Sitting silently behind Stone, Fakhrul wondered if snapping this cocksucker's neck would get him to shut up.

Monday, March 1, 2010

The Lost Girl

Off the top of my head, I can think of plenty of reasons why Mike is an asshole:

His personal record is dating three different girls in 24 hours.

He once stuffed an underwear into the exhaust pipe of somebody's car.

He wears aviator shades.

And the list goes on.

But every once in a while, he pulls off a little good deed to balance out his karma. The other day Mike and Putri were browsing through Borders Bookstore when a little girl no taller than Mike's knee wandered by.

"Mommy..." she cried, tears in her eyes. "Mommy..."

The funny thing was, because no one else seemed to notice the whimpering little girl walking around the bookstore alone, it didn't immediately click in Mike's mind that something was wrong. Only after a while did he realise that there were no adults with this girl.

"Wait up, sayang," he told Putri as he went to approach the kid.

"Hey, girl," he said, going down on one knee to match her height. He figured the last thing a lost child wanted to see was a bearded Indian guy staring down at her. "Are you lost?

What else does it look like, Sherlock?

"I'm looking for my mommy," the Eurasian girl sobbed, a little less frantic than she was before.

"Ok, my name is Micheal," he extended his palm. "What's your name?"

"Olivia," she responded, taking Mike's hand.

"I'll help you find your mother ok, Olivia?" he said. It must really suck being 3 feet tall and lost in a giant maze of book shelves, Mike imagined.

Olivia nodded, wiping her tears with her palm.

"What's your mother's name?" Mike asked.

"Mommy."

This was gonna be slightly harder than expected, Mike thought.

Putri, who had been watching the whole thing like a scene from TV Pendidikan RTM, piped up: "Girl, you know your mother's handphone number?"

"Zero one nine..." As Olivia recited the digits, Putri keyed them into her iPhone.

Noticing the weirded out expression on Mike's face, Putri asked, "Why, what's wrong?"

Mike leaned in so that Olivia wouldn't hear him. "Even I don't know my mother's handphone number by heart."

Saturday, February 27, 2010

The Video Game

As far as Mike could remember, Super Mario never used a shotgun to rob a prostitute.

Sonic the Hedgehog never ran over policemen with a stolen pickup truck.

But Vic Vance, however, had more flexible morals.

11 year old Ravin Manickam was Mike's cousin. And he had the one thing that Mike wished he had when he was eleven: a PlayStation 2. Which is why every time Ravin dropped by the Stone family house carrying the little black sling bag and the bright orange folder full of DVD games, Mike was ecstatic.

And since Cousin Ravin's parents knew nothing about the video game rating system, their kid got to play any game he friggn' wanted, regardless of how profane or violent or gory it was.

Need for Speed: Most Wanted.

WWE Smackdown vs RAW.

Resident Evil.

The game Mike enjoyed the most was Grand Theft Auto: Vice City. Set in a fictional city resembling Miami in the 80's, the player assumes the role of a dishonourably discharged soldier Vic Vance as he performs various 'missions' for several crime bosses - all the while rising through the ranks of the underworld. These missions include repossessing cars, picking up 'packages' and collecting protection money.
********
> Work to do: Continue the blog story about Mike and his cousin's video games from the point where it stops above.

> Supplied data:
********
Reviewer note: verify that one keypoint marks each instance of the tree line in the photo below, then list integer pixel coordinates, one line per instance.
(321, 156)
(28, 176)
********
> Exercise output:
One particular day saw Mike furiously thumbing the PS2 controller trying to get Vic Vance back to his hideout as the Vice City Police Department sirens blared close behind him. Cousin Ravin was beside Mike yelling out directions as Mike's sister Patsy watched all the action from the couch.

"Turn left!" Cousin Ravin screamed. "Turn left!"

"Cannot la!" Mike said. "Dead end!"

"Got secret way out la!" Ravin yelled.

"Blardy hell! They shooting at me!" Mike hollered.

Mama Stone pretended not to notice the mayhem in her living room as she walked by with a basket full of laundry.

Finally, having gotten back to his hideout, Vic is shown handing a suspicious looking white package over to his boss Jerry. The 3D characters cussed at each other and discussed further strategy. Jerry is seen cutting open the package with a knife and loud sniffing noises are then heard (off screen, of course). 

Curious of whether the boy actually understood what was going on in the game which was obviously designed for adults, Mike elbowed Cousin Ravin.

"Weih," he said. "Whats the fella doing there?"

Cousin Ravin looked at Mike with a blank expression.

"He snortin' coke la!" the 11 year old boy said. "That also you dunno, ah?"

Mike and Patsy exchanged glances.

Neither of them remembered Pacman doing that.

Thursday, February 18, 2010

The Bottle Dive

If it wasn't for the fact that he shouted too damned much, Physical Training Instructor Othman Saad would be an awesome dude.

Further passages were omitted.